_Source document_:
=====
Trisha Yearwood and her sister made a cobbler on the family fish fry episode of Trisha’s Southern Kitchen. Nodding to their Georgia roots, it's a peach cobbler. The peaches come from a can. I wouldn’t have kept watching, but my mom did.

Peach Cobbler-Cake
Peach Cobbler-Cake

Amidst the personalities chit-chatting about how they like to stay inside and bake—because a horseshoe might get hurled at them out by the grill—and about serving “man-sized scoops” of cobbler, a thin, golden, peach-jeweled cake appears. It doesn’t look like cobbler that I know, but it is “quick and easy,” they say, more than once.

My mom managed to see through the shit-shooting, and she made this dessert part of our summer dessert rotation—with fresh peaches. Whereas schlumpf is 50/50 fruit to topping, buckle 25/75, and pandowdy 75/25, this Southern style of cobbler is 75% caramelly fruit cake and 25% best end-pieces ever.

Blueberry Schlumpf

Blueberry Schlumpf by Marian Bull

Blackberry Cornbread Buckle

Blackberry Cornbread Buckle by janeofmanytrade

An entire stick of butter melts in a pan in a preheating oven while sugar-sprinkled peaches effuse their juices in a separate bowl. Then, that peach syrup is strained and used to sweeten a pancake-like batter, which is finally poured over the butter pooling in the hot pan. The reserved, slightly slouched peaches get placed with precision or abandon atop. As the cobbler bakes for an hour, the batter poufs around the peaches, but the butter to batter ratio is such that all that could become “moist cake” instead browns into a crisp caramel chew.
=====
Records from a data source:
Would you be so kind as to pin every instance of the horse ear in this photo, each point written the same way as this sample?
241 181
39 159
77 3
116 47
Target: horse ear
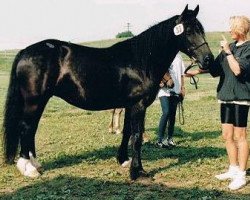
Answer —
196 10
185 10
182 14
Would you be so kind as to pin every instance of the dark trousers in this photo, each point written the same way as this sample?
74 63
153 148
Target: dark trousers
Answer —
169 107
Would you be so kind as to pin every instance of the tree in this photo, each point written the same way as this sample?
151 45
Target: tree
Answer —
124 34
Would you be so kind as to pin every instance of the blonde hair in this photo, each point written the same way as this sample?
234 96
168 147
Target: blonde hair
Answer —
240 25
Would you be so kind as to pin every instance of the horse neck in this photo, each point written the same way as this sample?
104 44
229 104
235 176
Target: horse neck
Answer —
157 47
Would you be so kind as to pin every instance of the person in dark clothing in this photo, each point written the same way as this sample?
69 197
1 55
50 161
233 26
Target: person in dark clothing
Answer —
232 65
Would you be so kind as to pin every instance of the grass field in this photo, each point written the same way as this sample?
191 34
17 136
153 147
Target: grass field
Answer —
79 155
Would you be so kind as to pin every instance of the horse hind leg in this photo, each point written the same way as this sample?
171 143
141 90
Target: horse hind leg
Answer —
116 120
27 163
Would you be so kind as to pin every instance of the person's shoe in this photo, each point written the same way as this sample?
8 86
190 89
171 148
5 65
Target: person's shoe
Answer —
238 181
171 143
161 145
230 174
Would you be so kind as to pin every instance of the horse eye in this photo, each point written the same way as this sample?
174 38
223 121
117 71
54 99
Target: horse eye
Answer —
188 31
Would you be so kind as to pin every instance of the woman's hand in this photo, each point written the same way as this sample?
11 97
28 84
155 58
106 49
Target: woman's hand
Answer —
224 44
161 84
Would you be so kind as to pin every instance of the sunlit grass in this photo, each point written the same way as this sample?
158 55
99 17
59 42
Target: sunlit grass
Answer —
79 155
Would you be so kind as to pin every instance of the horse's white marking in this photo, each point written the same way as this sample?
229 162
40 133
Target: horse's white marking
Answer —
34 162
178 29
50 45
26 168
126 163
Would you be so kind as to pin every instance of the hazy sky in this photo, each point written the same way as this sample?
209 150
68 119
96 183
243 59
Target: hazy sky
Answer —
24 22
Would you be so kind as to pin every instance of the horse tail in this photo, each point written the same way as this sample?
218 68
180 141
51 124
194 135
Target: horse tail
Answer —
12 116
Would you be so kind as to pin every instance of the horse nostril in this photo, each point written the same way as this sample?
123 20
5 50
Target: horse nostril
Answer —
207 59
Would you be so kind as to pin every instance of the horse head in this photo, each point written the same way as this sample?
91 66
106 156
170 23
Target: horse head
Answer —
192 38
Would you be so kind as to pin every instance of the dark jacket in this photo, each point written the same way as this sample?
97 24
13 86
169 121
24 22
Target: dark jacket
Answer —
233 87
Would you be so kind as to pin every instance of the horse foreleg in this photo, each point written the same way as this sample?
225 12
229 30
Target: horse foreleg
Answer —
111 121
137 128
116 120
122 156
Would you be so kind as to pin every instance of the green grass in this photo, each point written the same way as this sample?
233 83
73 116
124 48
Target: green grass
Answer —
78 154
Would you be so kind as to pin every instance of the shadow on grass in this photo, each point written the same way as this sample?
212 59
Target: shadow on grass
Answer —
69 187
184 154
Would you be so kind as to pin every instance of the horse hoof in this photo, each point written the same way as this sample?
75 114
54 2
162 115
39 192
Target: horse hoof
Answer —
34 162
137 172
143 173
126 163
26 168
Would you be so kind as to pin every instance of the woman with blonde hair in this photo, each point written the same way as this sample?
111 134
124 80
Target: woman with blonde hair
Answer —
=====
_Goal of the exercise_: Can you return the entire peach cobbler piece word for word? The material above is separate from the peach cobbler piece.

_Written reply_:
Trisha Yearwood and her sister made a cobbler on the family fish fry episode of Trisha’s Southern Kitchen. Nodding to their Georgia roots, it's a peach cobbler. The peaches come from a can. I wouldn’t have kept watching, but my mom did.

Peach Cobbler-Cake
Peach Cobbler-Cake

Amidst the personalities chit-chatting about how they like to stay inside and bake—because a horseshoe might get hurled at them out by the grill—and about serving “man-sized scoops” of cobbler, a thin, golden, peach-jeweled cake appears. It doesn’t look like cobbler that I know, but it is “quick and easy,” they say, more than once.

My mom managed to see through the shit-shooting, and she made this dessert part of our summer dessert rotation—with fresh peaches. Whereas schlumpf is 50/50 fruit to topping, buckle 25/75, and pandowdy 75/25, this Southern style of cobbler is 75% caramelly fruit cake and 25% best end-pieces ever.

Blueberry Schlumpf

Blueberry Schlumpf by Marian Bull

Blackberry Cornbread Buckle

Blackberry Cornbread Buckle by janeofmanytrade

An entire stick of butter melts in a pan in a preheating oven while sugar-sprinkled peaches effuse their juices in a separate bowl. Then, that peach syrup is strained and used to sweeten a pancake-like batter, which is finally poured over the butter pooling in the hot pan. The reserved, slightly slouched peaches get placed with precision or abandon atop. As the cobbler bakes for an hour, the batter poufs around the peaches, but the butter to batter ratio is such that all that could become “moist cake” instead browns into a crisp caramel chew.